■ **WORK TASK**
Could you retype every entry below exactly as written?
========
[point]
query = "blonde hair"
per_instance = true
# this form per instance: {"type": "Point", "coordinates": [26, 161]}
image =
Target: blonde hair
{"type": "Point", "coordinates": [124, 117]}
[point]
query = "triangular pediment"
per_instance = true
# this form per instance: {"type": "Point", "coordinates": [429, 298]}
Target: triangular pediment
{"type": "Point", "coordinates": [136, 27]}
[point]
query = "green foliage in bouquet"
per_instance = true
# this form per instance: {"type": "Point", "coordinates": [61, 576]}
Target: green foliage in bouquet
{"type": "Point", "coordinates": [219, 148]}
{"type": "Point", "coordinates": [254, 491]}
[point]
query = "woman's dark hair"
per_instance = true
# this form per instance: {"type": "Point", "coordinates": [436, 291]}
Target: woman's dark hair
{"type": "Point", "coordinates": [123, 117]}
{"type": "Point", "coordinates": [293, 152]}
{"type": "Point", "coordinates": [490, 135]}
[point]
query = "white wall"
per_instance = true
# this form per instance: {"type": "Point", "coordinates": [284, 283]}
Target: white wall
========
■ **RESPONSE**
[point]
query = "blonde hair"
per_instance = true
# this form per instance: {"type": "Point", "coordinates": [26, 161]}
image =
Target: blonde hair
{"type": "Point", "coordinates": [124, 117]}
[point]
query = "triangular pediment"
per_instance = true
# this form per instance: {"type": "Point", "coordinates": [429, 298]}
Target: triangular pediment
{"type": "Point", "coordinates": [136, 27]}
[point]
query = "green foliage in bouquet"
per_instance = true
# this form per instance: {"type": "Point", "coordinates": [61, 576]}
Target: green foliage in bouquet
{"type": "Point", "coordinates": [219, 148]}
{"type": "Point", "coordinates": [254, 491]}
[point]
query = "woman's dark hair"
per_instance = true
# this form per instance: {"type": "Point", "coordinates": [436, 291]}
Target: woman's dark hair
{"type": "Point", "coordinates": [123, 117]}
{"type": "Point", "coordinates": [293, 152]}
{"type": "Point", "coordinates": [490, 135]}
[point]
query = "white wall"
per_instance = true
# this form per instance: {"type": "Point", "coordinates": [284, 283]}
Target: white wall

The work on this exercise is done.